▸ Aim of the exercise
Please rewrite the data below with "Marked points" replaced by "Labeled points" everywhere and nothing else changed. Leave out the pictures.

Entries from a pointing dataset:
=======

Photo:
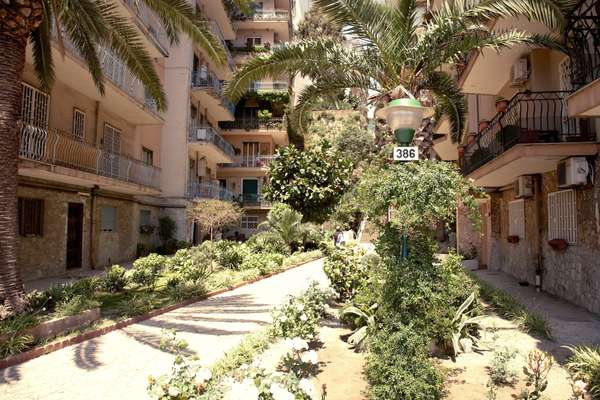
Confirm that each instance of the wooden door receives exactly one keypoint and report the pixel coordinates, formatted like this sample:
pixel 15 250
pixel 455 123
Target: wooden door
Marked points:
pixel 75 235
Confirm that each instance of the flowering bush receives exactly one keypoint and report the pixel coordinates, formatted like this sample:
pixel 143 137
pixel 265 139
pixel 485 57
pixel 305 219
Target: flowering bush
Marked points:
pixel 299 316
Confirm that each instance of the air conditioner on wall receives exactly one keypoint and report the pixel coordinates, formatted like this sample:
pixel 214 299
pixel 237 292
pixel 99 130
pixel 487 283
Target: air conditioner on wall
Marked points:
pixel 524 186
pixel 519 72
pixel 572 171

=======

▸ Result of this exercise
Photo:
Confirm that each instance of the wooden door receives exactly one keypoint and report the pixel coordinates, formatted like this sample:
pixel 15 250
pixel 455 123
Target: wooden door
Labeled points:
pixel 75 235
Confirm that each instance of the flowering bush receives exactly one keypoint and report the pixel coordinates, formatted like this sample:
pixel 143 137
pixel 265 139
pixel 485 57
pixel 305 219
Target: flowering bush
Labeled points:
pixel 299 316
Confirm that each instance of the air conditioner on wall receives exactly one keypoint and report the pixel coordinates, formatted like this sample:
pixel 214 299
pixel 237 292
pixel 99 130
pixel 487 283
Target: air conditioner on wall
Labeled points:
pixel 524 186
pixel 519 72
pixel 572 171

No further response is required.